=== EXERCISE INPUTS ===

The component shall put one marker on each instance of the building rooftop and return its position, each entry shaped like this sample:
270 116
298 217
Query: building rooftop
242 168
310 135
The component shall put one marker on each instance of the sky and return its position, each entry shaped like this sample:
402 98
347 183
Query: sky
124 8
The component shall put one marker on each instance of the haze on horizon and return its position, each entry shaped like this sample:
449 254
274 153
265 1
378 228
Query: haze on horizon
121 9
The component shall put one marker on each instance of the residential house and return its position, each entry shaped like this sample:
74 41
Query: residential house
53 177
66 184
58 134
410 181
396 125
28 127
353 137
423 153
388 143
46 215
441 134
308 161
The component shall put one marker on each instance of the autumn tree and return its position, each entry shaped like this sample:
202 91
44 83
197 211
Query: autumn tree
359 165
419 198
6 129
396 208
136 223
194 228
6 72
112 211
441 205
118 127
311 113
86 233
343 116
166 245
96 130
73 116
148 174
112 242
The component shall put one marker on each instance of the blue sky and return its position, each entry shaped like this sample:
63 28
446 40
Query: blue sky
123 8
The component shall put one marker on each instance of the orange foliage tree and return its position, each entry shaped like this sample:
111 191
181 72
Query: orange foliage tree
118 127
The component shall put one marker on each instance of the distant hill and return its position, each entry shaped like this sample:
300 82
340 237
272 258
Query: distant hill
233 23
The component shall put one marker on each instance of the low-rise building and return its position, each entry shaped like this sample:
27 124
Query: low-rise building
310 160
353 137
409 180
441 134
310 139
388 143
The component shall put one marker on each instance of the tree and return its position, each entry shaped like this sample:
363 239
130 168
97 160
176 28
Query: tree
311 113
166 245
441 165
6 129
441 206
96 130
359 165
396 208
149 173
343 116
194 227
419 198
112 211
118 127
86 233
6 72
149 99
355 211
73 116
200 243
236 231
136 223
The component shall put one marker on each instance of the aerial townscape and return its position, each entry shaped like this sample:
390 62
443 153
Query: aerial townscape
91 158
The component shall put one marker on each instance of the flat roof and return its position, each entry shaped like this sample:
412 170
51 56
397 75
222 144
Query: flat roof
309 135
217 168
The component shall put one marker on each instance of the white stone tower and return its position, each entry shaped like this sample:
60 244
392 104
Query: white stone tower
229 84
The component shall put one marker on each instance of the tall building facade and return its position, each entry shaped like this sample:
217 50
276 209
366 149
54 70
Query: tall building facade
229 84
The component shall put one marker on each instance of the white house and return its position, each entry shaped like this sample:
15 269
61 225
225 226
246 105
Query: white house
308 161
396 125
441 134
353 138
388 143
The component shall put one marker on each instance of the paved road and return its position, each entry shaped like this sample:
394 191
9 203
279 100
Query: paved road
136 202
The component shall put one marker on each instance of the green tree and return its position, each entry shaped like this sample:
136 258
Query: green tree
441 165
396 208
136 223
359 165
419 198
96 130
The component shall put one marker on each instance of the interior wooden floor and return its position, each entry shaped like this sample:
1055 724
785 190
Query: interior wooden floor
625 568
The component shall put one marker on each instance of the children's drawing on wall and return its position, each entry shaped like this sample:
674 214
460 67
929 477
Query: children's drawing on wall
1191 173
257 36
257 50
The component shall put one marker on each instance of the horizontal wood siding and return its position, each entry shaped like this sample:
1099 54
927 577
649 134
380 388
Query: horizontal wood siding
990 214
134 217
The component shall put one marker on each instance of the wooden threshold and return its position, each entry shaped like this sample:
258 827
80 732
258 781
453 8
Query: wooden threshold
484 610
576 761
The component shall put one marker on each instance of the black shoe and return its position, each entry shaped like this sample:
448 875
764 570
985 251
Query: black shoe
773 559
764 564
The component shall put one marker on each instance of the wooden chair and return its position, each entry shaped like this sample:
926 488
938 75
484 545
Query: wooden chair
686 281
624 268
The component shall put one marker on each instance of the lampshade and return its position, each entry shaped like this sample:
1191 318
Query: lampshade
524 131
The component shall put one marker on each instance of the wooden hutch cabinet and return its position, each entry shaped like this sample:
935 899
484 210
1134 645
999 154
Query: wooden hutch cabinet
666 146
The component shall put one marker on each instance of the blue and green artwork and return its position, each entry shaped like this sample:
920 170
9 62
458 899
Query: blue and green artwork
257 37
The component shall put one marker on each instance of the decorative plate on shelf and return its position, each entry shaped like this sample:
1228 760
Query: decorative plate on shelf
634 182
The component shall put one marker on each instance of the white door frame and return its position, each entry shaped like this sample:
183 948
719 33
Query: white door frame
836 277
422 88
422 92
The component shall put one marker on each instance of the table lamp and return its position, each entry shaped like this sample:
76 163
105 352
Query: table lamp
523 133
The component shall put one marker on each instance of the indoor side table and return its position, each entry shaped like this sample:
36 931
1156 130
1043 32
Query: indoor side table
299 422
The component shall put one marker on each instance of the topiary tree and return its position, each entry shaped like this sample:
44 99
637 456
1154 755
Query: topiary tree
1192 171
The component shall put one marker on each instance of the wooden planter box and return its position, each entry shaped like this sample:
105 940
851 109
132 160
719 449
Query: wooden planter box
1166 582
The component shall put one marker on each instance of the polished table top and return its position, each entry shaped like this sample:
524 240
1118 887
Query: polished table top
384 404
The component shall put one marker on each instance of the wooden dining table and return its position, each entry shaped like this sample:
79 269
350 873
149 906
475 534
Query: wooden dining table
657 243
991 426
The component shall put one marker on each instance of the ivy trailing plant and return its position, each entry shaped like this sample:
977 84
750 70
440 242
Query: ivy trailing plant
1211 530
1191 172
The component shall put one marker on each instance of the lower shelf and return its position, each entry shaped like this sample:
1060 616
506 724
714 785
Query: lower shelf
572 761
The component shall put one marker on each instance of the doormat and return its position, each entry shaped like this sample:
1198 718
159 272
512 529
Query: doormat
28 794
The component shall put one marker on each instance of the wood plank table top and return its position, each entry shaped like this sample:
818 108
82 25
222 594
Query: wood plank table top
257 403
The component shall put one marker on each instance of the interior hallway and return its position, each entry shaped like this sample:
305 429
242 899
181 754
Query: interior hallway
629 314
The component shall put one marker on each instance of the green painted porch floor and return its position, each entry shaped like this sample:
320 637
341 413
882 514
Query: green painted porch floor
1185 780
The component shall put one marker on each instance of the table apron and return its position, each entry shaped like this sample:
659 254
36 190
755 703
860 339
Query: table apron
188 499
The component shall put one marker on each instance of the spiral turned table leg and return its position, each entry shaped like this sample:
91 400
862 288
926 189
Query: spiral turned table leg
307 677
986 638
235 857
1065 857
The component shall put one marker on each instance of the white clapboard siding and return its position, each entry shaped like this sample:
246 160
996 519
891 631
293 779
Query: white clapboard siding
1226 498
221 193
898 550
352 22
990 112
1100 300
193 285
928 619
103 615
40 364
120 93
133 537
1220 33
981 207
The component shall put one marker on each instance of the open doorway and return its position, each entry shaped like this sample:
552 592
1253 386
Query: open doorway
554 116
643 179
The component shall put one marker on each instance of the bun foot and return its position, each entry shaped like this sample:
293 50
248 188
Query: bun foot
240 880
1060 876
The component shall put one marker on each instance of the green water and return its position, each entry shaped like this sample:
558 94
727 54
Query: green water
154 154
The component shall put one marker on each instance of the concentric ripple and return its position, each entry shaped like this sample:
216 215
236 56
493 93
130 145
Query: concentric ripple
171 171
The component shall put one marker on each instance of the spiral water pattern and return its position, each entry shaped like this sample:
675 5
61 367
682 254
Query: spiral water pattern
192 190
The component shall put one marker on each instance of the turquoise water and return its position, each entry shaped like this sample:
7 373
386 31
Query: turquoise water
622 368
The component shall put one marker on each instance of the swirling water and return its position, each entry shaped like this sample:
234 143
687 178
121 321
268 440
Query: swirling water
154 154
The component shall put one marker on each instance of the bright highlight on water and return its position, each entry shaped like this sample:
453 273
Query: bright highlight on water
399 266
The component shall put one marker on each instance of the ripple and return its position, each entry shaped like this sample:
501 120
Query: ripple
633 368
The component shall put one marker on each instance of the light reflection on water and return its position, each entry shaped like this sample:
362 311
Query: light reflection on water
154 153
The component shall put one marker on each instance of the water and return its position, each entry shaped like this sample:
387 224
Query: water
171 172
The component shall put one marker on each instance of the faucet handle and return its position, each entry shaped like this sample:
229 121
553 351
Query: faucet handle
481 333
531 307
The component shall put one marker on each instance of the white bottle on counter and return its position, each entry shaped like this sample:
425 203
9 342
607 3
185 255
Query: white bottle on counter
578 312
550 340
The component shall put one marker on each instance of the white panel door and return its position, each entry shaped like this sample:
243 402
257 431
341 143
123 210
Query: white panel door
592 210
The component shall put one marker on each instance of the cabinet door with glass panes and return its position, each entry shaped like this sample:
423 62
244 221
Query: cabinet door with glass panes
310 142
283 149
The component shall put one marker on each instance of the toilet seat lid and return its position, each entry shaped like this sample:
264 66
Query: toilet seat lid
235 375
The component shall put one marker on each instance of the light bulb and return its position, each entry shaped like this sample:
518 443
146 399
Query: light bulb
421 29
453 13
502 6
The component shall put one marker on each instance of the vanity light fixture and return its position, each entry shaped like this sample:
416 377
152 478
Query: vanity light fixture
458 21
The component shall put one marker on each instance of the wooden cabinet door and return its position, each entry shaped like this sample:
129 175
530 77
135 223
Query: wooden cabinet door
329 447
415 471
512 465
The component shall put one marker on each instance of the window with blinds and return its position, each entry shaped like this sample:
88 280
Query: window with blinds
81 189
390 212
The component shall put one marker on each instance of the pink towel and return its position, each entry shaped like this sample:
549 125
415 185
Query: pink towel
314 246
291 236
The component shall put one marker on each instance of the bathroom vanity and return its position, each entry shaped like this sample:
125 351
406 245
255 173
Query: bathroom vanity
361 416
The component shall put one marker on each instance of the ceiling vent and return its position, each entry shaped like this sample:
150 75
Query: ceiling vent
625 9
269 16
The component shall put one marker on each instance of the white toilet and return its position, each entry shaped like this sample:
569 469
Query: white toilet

===

> REQUIRED WORK
Reproduce, word for word, the lines of the listing from the line that contains "of the pink" through the last line of the listing, including both of those lines.

> RESULT
The component shall put one marker on each instance of the pink towel and return its position, each entry shaped like this sample:
549 125
415 185
Query: pink towel
314 246
291 236
The component shall put one marker on each instance of the bathroom vanity and return its position, each entry shaped like this sample:
125 351
406 245
255 173
Query: bathroom vanity
361 416
The component shall put one marker on each instance of the ceiling vent and return its position, each entry shaped like this sample:
150 75
Query: ceiling vent
625 9
269 16
The component shall put one marker on each instance of the white toilet and return its position, each entry shaped like this sample:
569 469
Query: white toilet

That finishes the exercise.